Entries on locating named items
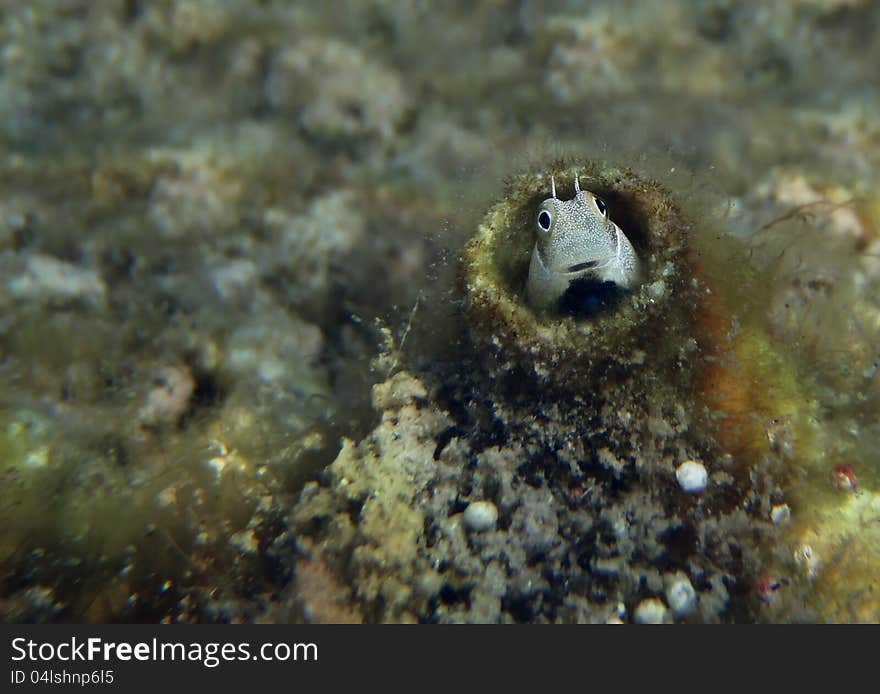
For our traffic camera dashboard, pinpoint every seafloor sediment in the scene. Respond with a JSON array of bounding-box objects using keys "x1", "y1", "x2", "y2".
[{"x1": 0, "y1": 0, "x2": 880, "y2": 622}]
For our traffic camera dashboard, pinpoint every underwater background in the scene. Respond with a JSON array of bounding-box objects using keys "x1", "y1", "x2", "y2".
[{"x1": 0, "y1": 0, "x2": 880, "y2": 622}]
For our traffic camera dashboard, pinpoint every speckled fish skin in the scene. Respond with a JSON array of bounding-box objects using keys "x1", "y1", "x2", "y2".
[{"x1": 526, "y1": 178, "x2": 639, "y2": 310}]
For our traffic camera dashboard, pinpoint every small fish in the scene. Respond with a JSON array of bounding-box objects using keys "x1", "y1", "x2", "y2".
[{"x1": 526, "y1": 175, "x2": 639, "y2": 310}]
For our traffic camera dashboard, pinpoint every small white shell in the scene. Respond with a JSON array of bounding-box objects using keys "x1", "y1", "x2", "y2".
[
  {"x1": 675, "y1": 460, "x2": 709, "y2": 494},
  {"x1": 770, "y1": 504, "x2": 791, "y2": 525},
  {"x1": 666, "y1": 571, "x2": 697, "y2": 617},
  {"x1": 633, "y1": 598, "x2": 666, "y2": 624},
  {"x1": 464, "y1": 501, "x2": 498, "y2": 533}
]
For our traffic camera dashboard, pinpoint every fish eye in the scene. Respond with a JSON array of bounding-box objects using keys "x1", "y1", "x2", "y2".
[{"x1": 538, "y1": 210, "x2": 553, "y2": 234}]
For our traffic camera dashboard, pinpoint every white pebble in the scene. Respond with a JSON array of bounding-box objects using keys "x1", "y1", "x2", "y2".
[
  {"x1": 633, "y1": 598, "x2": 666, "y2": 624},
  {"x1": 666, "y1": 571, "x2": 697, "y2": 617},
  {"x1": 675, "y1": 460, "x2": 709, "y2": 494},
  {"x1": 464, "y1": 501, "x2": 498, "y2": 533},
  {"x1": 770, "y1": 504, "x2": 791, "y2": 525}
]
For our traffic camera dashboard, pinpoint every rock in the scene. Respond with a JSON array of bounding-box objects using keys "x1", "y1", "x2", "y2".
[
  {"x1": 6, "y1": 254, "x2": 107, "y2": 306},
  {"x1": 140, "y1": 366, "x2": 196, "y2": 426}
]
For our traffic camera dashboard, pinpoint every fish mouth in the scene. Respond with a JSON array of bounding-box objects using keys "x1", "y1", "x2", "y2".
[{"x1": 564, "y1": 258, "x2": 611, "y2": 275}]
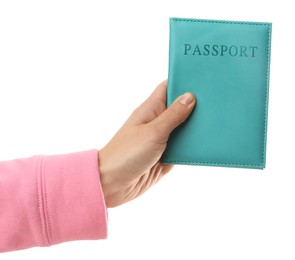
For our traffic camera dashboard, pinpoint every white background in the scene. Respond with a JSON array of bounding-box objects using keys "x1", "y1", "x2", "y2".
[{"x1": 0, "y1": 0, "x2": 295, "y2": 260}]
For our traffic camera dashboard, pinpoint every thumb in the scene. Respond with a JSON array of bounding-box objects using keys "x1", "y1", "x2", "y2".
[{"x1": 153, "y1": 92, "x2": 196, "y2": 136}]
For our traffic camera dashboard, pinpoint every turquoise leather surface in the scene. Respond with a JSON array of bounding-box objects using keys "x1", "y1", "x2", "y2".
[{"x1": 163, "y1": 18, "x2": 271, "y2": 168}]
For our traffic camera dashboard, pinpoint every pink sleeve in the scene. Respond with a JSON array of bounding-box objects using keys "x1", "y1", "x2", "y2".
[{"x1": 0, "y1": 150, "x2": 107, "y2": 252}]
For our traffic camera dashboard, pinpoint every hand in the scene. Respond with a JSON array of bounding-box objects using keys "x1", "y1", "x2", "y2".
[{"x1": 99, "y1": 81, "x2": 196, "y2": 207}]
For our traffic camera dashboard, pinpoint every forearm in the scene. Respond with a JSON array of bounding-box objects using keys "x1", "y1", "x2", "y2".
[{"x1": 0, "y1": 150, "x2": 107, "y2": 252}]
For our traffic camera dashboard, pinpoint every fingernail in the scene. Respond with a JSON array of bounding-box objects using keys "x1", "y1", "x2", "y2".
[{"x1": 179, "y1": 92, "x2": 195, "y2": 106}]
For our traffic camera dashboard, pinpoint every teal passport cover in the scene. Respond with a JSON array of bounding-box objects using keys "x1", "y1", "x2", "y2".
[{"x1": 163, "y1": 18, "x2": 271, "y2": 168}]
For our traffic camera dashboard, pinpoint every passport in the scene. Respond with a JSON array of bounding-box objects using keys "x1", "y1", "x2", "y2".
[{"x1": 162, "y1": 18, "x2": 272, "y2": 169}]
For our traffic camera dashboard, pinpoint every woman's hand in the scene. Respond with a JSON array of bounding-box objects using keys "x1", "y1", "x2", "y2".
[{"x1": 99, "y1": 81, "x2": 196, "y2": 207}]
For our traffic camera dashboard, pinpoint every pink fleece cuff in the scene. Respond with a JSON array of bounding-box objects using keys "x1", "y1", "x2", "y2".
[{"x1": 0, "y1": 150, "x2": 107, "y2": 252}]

## [Stated task]
Extract each line from the entries above that contains the word "background". Case counts.

## [The reply]
For our traffic camera dashboard, pinpoint every underwater background in the scene. Respond with a JSON array of bounding-box objects using keys "x1", "y1", "x2", "y2".
For our traffic camera dashboard, pinpoint every white background in the scene. Respond with a JSON array of bounding-box objects using keys "x1", "y1", "x2", "y2".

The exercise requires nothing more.